### DATA EXCERPTS
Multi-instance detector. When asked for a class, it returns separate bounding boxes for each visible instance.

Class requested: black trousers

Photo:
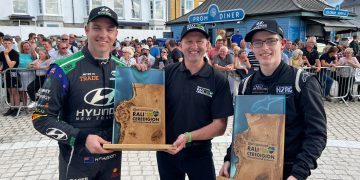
[26,76,46,101]
[59,150,121,180]
[156,143,216,180]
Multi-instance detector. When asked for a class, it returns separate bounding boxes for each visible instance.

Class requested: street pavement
[0,101,360,180]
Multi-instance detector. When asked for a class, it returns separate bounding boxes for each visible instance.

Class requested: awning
[309,18,360,31]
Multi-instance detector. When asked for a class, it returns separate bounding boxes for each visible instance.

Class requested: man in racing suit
[220,20,327,180]
[32,6,144,179]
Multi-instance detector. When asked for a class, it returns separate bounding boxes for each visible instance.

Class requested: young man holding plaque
[220,20,327,180]
[157,24,233,180]
[32,6,146,180]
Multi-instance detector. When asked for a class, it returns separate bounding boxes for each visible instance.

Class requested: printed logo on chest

### TASK OBJECTIVE
Copy out all of the rows above, substituting "Category requested" for every "Class requested" and keeping everything else the same. Leave out the pictures.

### OUTPUT
Multi-instance detector. When asked for a class, it returns separate bounding boxes for each visible instance.

Category requested: black trousers

Photo:
[26,76,46,101]
[59,150,121,180]
[156,143,216,180]
Multi-instance detector. When asked for a class, it returns separate bounding boxes for each visible instance.

Category requested: street pavement
[0,101,360,180]
Multi-instance detector. When asked for a class, it returns separate bounding boxes for each visible instance.

Category requested: awning
[309,18,360,31]
Multi-instance detector. When asked for a class, it returns separate bounding boxes for each visible instance.

Category requested: man in racing suit
[220,20,327,180]
[32,6,144,179]
Multi-instance detector. When asked for a class, it returns separate bounding boxes for each visible instance.

Category requested: young man holding plaque
[220,20,327,180]
[157,24,233,180]
[32,6,146,180]
Multi-instance detector. When asked for a class, it returns separate bounding boxes for each visible instance.

Category requested: printed logo on chest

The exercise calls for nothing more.